Match the string "locate" against each line below, and copy every line that matches.

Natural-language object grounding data
+ + +

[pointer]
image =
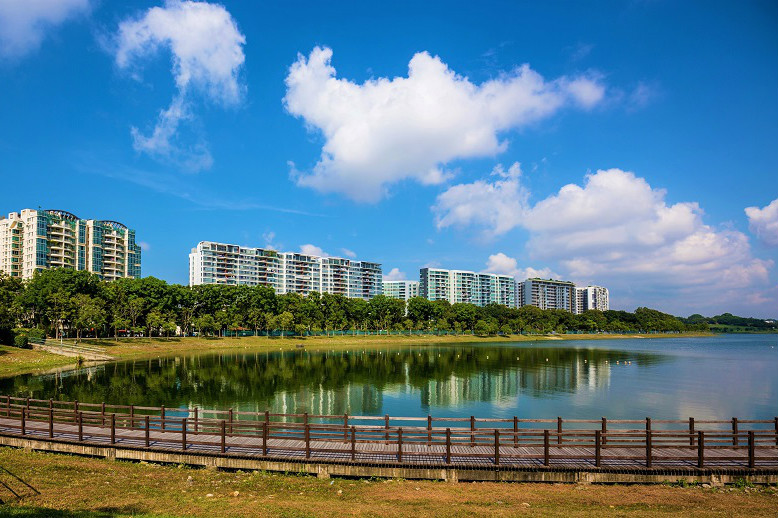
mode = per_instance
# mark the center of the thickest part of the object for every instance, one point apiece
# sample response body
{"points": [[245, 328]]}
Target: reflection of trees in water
{"points": [[335, 382]]}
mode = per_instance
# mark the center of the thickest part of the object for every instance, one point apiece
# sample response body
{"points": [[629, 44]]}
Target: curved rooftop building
{"points": [[35, 240]]}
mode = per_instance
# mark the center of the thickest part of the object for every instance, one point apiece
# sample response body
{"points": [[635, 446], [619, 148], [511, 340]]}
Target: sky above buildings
{"points": [[628, 144]]}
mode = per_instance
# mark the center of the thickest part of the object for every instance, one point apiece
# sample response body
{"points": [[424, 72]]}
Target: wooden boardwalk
{"points": [[280, 437]]}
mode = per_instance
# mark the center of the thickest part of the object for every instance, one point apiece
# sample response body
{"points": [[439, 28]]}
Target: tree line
{"points": [[76, 304]]}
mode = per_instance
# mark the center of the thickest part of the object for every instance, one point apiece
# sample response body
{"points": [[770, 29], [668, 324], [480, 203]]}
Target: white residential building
{"points": [[35, 240], [550, 294], [401, 289], [462, 286], [592, 297], [285, 272]]}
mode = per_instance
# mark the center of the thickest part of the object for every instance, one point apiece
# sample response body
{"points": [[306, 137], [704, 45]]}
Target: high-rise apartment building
{"points": [[285, 272], [591, 297], [35, 240], [461, 286], [401, 289], [549, 294]]}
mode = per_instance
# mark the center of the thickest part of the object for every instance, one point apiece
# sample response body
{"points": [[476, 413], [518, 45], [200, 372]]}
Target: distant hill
{"points": [[727, 322]]}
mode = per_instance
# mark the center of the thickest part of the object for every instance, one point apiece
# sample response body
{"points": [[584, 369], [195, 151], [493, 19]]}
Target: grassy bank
{"points": [[70, 486], [16, 361]]}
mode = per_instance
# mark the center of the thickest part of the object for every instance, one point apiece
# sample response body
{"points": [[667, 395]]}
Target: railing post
{"points": [[751, 448], [691, 431], [515, 431], [264, 437], [353, 443], [224, 439], [448, 445], [386, 426], [604, 430], [700, 449], [776, 431], [400, 444], [496, 447], [307, 441]]}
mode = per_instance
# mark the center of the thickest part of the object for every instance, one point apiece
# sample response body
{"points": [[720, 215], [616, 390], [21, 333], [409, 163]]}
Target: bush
{"points": [[36, 333], [21, 341]]}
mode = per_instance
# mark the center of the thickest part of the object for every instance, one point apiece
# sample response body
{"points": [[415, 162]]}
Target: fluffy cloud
{"points": [[395, 275], [207, 55], [309, 249], [390, 129], [619, 231], [764, 222], [23, 23], [499, 206], [502, 264]]}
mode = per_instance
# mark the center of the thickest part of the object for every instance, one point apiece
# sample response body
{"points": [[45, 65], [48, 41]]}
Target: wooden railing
{"points": [[700, 443]]}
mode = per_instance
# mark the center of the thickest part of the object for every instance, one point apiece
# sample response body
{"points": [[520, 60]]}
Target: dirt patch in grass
{"points": [[71, 486]]}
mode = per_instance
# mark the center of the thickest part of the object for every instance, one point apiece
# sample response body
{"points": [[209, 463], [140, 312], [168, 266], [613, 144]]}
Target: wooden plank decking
{"points": [[411, 446]]}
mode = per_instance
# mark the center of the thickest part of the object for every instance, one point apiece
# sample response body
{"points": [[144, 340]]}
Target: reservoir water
{"points": [[667, 378]]}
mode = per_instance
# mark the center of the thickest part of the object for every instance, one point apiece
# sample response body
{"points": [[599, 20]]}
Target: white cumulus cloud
{"points": [[309, 249], [207, 56], [502, 264], [24, 23], [764, 222], [499, 206], [617, 230], [390, 129]]}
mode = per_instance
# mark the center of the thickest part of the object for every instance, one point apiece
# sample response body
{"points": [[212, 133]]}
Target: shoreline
{"points": [[14, 361]]}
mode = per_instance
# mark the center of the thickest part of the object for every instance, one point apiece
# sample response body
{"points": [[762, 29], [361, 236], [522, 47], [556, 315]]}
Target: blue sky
{"points": [[616, 143]]}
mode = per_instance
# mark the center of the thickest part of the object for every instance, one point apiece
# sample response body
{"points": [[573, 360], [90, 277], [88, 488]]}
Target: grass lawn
{"points": [[69, 486], [15, 361]]}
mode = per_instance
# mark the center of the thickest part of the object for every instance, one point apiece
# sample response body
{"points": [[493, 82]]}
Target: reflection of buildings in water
{"points": [[506, 385], [353, 399]]}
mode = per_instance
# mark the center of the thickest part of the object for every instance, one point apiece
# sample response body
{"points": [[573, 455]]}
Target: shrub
{"points": [[21, 341]]}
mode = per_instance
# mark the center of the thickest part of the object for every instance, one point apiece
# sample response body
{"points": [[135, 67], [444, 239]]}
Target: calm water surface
{"points": [[716, 377]]}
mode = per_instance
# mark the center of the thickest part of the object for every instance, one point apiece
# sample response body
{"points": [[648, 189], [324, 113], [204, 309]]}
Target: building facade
{"points": [[35, 240], [462, 286], [401, 289], [592, 297], [285, 272], [550, 294]]}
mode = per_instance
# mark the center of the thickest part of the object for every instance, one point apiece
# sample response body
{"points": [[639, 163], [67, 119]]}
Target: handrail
{"points": [[497, 445]]}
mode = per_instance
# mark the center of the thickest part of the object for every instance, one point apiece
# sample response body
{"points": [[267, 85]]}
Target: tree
{"points": [[285, 321], [89, 313], [481, 328]]}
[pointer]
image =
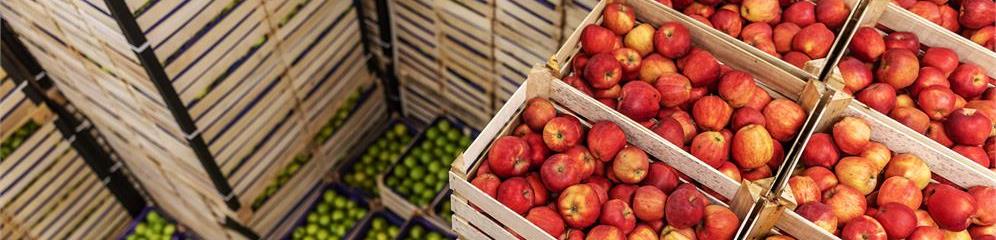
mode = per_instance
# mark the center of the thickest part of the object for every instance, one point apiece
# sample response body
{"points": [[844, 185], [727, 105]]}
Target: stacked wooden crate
{"points": [[39, 200], [526, 33], [417, 59], [177, 107], [467, 52]]}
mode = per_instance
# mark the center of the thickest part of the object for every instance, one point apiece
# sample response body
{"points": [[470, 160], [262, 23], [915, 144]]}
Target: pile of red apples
{"points": [[795, 31], [682, 93], [859, 189], [579, 183], [929, 92], [972, 18]]}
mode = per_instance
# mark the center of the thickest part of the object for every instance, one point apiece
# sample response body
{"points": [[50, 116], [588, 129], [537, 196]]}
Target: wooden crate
{"points": [[496, 221], [39, 201]]}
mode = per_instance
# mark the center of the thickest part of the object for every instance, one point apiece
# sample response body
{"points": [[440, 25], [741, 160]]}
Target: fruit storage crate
{"points": [[312, 203], [428, 227], [38, 200], [177, 234], [392, 219], [898, 137], [348, 167], [476, 214], [395, 201]]}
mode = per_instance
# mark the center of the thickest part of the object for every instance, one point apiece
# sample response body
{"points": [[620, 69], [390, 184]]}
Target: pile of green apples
{"points": [[15, 140], [378, 157], [282, 178], [332, 218], [423, 171], [340, 117], [381, 229], [153, 227], [417, 232]]}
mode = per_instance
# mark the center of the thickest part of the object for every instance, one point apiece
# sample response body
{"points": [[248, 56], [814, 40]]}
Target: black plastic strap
{"points": [[140, 45], [24, 69]]}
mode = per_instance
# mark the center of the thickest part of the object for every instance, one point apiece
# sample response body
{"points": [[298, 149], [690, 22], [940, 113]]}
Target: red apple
{"points": [[653, 66], [943, 59], [856, 74], [579, 206], [509, 157], [672, 40], [488, 183], [705, 70], [752, 147], [797, 58], [661, 176], [685, 206], [711, 148], [642, 232], [603, 71], [648, 203], [824, 178], [801, 13], [631, 165], [878, 96], [641, 39], [951, 208], [805, 189], [737, 87], [846, 202], [898, 220], [538, 111], [820, 214], [926, 233], [605, 139], [596, 39], [674, 88], [561, 133], [927, 77], [547, 219], [898, 189], [833, 13], [619, 18], [605, 232], [516, 194], [909, 166], [969, 80], [927, 10], [858, 173], [905, 40], [968, 126], [783, 118], [540, 195], [937, 101], [727, 21], [537, 149], [851, 135], [765, 11], [561, 171], [719, 223], [617, 213], [977, 13], [820, 151], [899, 67], [639, 101], [746, 116], [863, 228], [975, 153], [622, 192]]}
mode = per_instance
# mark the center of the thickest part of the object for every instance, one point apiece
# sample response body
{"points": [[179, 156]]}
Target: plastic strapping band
{"points": [[40, 75], [193, 134], [140, 48]]}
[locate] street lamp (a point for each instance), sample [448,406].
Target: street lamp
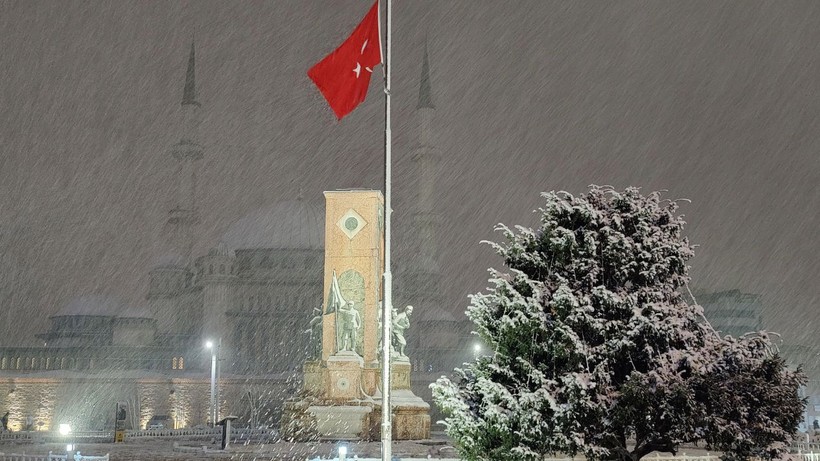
[214,378]
[65,430]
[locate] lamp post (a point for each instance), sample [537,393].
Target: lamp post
[214,378]
[65,431]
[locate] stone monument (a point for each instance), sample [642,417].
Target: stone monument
[341,398]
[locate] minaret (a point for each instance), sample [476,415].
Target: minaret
[426,157]
[184,215]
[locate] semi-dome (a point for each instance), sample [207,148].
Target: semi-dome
[294,224]
[136,312]
[168,260]
[98,305]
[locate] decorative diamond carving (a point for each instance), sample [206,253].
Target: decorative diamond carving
[351,223]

+ + +

# Written reply:
[locate] street lamp (a point for each instance), sample [448,406].
[locate] lamp post (a point for each instance), sample [537,393].
[locate] stone monument (a point for each instance), sample [642,417].
[locate] minaret (a point for each instance), sample [476,415].
[locate] semi-dome (a point for each instance), sample [207,148].
[locate] decorative diamond carving (a point for each instance), sample [206,253].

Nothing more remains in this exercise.